__CUPLIKAN SUMBER__
============

Dalam persidangan di MK, BW selaku kuasa hukum calon bupati-wakil bupati Ujang Iskandar-Bambang Purwanto mampu memenangkan gugatan Pilkada Kotawaringin Barat 2010 di MK.
Dalam amar putusan MK, pasangan terpilih saat itu didiskualifikasi karena terbukti melakukan kecurangan yang terstruktur, sistematis dan masif (TSM).
Pada Jumat (24/5/2019) malam, capres-cawapres Prabowo Subianto-Sandiaga Uno melalui tim hukumnya memasukkan permohonan sengketa Perselisihan Hasil Pemilihan Umum (PHPU) 2019 untuk Pilpres 2019 ke MK.
Pengajuan gugatan pilpres ke MK itu dipimpin Bambang Widjojanto selaku ketua tim hukum Prabowo-Sandiaga.
Mereka menggugat hasil Pilpres 2019 yang telah ditetapkan oleh KPU pada 21 Mei 2019 lalu, karena menilai ada kecurangan dalam proses penyelenggaran pemilu.
Dari hasil rekapitulasi penghitungan suara Pilpres 2019 yang telah ditetapkan oleh KPU, pasangan Jokowi-Ma'ruf memperoleh 85.607.362 atau 55,50 persen.
Sementara, pasangan Prabowo-Sandi memperoleh 68.650.239 atau 44,50 persen. Selisih suara kedua pasangan 16.957.123 atau 11 persen.
Janji tak Lobi Hakim MK
Ketua Tim Hukum pasangan Jokowi-Ma'ruf, Yusril Ihza Mahendra, selaku pihak terkait dalam sengketa pilpres ini menyatakan berjanji pihaknya akan bersikap jujur, adil, dan kesatria selama persidangan perselisihan hasil Pilpres 2019 di MK.

============

__DATA YANG DISEDIAKAN__
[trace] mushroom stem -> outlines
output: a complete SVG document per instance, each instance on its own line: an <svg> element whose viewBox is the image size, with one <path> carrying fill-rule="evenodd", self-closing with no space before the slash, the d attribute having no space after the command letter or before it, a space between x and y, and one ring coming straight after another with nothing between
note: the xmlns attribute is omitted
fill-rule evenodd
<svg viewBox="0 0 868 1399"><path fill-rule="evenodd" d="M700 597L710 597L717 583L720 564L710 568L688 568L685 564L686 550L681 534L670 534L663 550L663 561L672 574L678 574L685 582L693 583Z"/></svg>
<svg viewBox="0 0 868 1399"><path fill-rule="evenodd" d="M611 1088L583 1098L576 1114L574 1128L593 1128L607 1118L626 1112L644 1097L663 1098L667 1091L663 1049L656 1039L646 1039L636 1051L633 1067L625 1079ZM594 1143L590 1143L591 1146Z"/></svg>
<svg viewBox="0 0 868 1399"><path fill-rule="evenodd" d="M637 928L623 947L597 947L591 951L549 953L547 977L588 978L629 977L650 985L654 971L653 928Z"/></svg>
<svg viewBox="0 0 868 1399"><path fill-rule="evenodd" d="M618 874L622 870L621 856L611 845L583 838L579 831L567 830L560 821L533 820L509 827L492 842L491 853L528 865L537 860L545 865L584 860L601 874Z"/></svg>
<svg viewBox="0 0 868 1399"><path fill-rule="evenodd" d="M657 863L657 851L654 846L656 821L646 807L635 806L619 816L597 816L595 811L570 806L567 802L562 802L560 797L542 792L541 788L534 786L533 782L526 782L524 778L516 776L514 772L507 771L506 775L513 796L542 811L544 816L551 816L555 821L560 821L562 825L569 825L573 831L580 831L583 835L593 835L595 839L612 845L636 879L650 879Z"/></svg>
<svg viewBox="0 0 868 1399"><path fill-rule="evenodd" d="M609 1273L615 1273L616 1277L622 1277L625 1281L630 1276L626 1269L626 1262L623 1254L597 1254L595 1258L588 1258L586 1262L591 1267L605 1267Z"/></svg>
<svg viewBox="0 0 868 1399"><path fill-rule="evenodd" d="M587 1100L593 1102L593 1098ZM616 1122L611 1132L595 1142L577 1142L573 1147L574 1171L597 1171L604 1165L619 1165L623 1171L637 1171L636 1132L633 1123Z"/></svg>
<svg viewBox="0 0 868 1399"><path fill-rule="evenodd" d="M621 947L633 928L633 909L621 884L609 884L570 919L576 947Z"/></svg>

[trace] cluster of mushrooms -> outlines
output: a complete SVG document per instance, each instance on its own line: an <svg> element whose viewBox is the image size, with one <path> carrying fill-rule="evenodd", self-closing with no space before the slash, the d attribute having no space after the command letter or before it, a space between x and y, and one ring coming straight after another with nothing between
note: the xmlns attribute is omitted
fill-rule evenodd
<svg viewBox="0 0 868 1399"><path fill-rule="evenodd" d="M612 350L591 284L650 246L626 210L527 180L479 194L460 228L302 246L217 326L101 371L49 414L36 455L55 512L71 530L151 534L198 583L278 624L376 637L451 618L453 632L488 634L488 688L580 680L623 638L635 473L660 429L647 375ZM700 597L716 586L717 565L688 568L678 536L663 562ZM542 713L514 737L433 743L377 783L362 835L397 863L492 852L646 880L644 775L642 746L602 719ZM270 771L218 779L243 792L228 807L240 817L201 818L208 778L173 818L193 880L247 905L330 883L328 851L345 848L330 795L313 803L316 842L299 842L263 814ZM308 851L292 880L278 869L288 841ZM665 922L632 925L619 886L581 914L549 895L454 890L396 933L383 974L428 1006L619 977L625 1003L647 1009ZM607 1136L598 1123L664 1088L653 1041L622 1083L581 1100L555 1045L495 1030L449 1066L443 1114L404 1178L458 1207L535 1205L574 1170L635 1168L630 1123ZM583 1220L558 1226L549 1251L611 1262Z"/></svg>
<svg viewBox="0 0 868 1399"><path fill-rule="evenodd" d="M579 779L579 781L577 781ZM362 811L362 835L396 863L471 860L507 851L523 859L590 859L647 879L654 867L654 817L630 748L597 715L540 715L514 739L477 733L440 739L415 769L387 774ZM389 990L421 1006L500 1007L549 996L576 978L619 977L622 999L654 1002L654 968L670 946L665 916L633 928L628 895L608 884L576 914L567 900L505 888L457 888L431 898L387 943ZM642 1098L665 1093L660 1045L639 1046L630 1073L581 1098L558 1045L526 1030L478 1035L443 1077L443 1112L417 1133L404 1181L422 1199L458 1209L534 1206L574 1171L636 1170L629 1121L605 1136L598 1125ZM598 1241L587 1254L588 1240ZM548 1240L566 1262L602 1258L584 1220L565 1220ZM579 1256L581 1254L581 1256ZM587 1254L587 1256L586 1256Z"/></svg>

============

__TUGAS YANG DIKERJAKAN__
A) Menurut cuplikan sumber, berapa persen suara yang diperoleh pasangan Jokowi-Ma'ruf dalam rekapitulasi Pilpres 2019 yang ditetapkan KPU?
B) Tuliskan ulang data, mulai dari awal data sampai baris yang memuat "597L710 597L717 583L720" (keduanya termasuk), sebagai CSV dua kolom bernama permintaan dan jawaban, dengan satu baris untuk setiap permintaan. Isi setiap kolom dalam satu field berkutip, dan ganti jeda baris dengan spasi.

__JAWABAN PER TUGAS__
A) 55,50 persen, yaitu 85.607.362 suara.

B)
permintaan,jawaban
"[trace] mushroom stem -> outlines output: a complete SVG document per instance, each instance on its own line: an <svg> element whose viewBox is the image size, with one <path> carrying fill-rule=""evenodd"", self-closing with no space before the slash, the d attribute having no space after the command letter or before it, a space between x and y, and one ring coming straight after another with nothing between note: the xmlns attribute is omitted fill-rule evenodd","<svg viewBox=""0 0 868 1399""><path fill-rule=""evenodd"" d=""M700 597L710 597L717 583L720 564L710 568L688 568L685 564L686 550L681 534L670 534L663 550L663 561L672 574L678 574L685 582L693 583Z""/></svg>"